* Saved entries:
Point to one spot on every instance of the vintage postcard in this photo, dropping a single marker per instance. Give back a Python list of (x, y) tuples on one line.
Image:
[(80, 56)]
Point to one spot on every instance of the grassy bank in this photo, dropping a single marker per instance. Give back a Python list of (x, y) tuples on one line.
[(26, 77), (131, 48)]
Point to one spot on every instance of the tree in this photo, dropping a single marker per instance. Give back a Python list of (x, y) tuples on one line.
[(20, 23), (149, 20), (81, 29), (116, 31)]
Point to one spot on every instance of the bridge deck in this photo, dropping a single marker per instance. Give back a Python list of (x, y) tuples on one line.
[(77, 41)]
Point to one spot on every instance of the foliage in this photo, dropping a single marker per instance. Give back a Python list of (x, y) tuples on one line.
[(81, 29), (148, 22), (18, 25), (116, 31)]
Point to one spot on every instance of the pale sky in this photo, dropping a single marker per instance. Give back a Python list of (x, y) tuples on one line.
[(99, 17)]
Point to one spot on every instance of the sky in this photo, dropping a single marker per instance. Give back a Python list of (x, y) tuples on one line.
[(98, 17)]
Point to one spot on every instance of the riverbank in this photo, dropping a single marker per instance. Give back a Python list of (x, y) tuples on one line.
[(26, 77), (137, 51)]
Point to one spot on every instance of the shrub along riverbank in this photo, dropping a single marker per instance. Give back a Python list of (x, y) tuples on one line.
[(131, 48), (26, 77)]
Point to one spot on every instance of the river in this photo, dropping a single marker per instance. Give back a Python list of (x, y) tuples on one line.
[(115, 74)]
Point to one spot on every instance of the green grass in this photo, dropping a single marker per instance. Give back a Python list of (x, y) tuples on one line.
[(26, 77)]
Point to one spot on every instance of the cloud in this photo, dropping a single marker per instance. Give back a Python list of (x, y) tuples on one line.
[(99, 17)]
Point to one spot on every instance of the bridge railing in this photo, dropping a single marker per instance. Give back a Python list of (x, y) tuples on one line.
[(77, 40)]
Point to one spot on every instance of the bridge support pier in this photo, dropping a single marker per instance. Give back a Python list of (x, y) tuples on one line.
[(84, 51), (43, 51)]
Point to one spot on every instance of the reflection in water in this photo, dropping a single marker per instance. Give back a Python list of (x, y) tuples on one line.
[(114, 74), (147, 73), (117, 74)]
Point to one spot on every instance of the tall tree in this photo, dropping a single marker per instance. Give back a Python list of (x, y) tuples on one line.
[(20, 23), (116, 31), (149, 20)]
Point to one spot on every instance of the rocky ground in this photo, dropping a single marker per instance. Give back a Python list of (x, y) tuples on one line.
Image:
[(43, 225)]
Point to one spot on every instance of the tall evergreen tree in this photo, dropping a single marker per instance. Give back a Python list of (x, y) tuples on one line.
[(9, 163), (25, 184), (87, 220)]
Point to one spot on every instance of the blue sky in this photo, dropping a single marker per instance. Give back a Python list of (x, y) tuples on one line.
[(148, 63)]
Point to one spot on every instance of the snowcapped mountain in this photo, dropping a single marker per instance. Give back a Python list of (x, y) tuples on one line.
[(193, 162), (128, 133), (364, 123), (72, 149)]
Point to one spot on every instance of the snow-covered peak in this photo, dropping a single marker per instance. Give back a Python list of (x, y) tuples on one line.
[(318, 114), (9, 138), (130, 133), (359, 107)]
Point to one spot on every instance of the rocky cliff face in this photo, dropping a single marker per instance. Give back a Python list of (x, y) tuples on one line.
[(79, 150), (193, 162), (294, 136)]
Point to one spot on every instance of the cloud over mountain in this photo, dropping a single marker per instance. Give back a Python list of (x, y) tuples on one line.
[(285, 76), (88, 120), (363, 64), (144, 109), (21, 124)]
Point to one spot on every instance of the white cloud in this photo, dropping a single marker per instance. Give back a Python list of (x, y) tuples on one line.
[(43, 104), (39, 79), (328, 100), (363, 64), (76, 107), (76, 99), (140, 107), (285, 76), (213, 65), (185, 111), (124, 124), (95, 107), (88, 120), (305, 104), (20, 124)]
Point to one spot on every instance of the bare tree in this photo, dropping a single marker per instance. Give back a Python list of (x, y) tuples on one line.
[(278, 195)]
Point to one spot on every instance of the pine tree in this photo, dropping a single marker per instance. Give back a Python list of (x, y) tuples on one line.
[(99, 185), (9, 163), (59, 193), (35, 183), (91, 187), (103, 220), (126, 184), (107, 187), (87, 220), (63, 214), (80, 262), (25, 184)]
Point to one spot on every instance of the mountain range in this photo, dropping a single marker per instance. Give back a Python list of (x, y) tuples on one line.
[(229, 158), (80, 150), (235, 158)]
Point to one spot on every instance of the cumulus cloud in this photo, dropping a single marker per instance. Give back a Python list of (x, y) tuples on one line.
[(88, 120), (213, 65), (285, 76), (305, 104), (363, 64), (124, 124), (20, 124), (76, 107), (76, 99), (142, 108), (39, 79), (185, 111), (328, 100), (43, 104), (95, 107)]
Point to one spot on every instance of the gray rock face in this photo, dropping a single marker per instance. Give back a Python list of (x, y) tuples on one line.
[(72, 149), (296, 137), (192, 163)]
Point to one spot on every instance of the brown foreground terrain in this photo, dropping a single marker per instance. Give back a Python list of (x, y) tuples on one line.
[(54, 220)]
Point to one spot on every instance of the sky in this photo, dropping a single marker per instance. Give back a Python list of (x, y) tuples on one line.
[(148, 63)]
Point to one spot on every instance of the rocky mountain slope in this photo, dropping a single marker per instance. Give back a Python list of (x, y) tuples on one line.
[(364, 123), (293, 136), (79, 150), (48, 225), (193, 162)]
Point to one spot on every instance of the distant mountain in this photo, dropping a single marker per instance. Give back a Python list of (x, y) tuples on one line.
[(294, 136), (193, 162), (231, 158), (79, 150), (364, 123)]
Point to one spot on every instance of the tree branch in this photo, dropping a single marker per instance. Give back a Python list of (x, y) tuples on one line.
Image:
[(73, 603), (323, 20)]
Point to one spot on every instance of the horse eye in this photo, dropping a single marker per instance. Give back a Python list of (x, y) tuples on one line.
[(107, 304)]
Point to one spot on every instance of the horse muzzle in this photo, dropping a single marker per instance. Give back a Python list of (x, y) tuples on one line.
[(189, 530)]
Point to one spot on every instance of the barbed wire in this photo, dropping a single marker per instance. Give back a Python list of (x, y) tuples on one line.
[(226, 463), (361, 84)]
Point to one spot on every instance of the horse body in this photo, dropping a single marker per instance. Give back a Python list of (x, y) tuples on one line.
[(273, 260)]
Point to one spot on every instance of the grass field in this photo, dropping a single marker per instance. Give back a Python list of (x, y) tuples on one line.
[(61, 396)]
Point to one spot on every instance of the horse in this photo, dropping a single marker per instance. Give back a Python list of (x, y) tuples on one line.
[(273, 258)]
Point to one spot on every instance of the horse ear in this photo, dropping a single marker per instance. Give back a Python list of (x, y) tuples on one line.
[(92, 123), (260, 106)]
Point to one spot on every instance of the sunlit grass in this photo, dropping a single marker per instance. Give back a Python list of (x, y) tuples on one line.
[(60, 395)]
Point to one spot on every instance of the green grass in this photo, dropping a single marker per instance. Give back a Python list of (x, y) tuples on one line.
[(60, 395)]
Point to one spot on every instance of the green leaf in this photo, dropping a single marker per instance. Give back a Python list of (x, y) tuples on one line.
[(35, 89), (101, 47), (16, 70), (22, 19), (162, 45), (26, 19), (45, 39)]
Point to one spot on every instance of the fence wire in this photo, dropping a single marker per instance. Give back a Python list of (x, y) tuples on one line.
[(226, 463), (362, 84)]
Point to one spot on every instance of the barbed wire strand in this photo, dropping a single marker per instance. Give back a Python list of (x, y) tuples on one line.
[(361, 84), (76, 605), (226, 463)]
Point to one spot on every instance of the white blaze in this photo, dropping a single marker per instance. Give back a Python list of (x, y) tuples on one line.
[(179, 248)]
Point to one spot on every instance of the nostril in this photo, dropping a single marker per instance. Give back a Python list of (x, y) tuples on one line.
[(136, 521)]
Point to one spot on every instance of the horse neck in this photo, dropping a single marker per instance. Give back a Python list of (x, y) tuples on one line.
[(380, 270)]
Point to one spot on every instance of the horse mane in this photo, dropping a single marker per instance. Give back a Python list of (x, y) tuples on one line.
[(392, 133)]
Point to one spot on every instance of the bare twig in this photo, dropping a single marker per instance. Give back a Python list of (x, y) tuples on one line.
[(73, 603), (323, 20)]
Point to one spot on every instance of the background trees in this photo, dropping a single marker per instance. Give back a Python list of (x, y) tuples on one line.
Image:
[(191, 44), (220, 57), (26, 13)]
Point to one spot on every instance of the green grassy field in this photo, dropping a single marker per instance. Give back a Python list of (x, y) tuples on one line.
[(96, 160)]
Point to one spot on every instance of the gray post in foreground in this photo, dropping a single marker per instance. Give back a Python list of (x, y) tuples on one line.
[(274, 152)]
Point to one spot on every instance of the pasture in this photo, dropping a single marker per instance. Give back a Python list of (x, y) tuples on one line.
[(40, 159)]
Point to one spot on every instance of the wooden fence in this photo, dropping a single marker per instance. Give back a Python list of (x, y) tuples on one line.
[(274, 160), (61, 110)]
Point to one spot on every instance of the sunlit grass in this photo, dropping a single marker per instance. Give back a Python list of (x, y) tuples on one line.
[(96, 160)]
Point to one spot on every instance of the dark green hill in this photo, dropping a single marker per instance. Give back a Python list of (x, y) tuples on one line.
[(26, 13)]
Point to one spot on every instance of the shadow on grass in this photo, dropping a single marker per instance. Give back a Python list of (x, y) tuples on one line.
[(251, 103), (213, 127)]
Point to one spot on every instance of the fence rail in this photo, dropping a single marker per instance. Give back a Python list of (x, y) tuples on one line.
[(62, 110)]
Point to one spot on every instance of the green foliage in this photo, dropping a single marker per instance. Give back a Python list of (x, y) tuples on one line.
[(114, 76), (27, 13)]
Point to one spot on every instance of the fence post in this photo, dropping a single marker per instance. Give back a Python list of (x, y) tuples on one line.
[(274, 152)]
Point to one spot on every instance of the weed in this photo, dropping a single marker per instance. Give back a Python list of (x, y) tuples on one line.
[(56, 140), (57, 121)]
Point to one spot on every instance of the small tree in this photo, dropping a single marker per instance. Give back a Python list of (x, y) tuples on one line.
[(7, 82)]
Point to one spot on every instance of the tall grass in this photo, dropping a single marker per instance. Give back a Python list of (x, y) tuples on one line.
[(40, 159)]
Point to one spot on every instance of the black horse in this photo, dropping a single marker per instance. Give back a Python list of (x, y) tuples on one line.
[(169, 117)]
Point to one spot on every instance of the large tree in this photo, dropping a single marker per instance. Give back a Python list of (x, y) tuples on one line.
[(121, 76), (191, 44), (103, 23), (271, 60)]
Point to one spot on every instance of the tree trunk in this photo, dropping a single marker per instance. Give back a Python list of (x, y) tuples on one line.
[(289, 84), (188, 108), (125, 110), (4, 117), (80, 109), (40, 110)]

* Problem description: Starting at the line with "Point to one spot on every instance of the large", copy each line through the end of the data, both ends included, and give nothing else.

* Solved exercise:
Point to one spot on every instance of the large tree in this photo, dropping a single marker per instance. Give back a Python list of (x, y) tuples on one line.
[(121, 76), (191, 44), (103, 23), (271, 60)]
Point to one spot on every instance of the tree trunk in this photo, dropping a single marker per instance. Give back a Python list of (x, y) tuples on one line.
[(289, 84), (188, 108), (125, 110), (4, 117), (80, 109), (40, 110)]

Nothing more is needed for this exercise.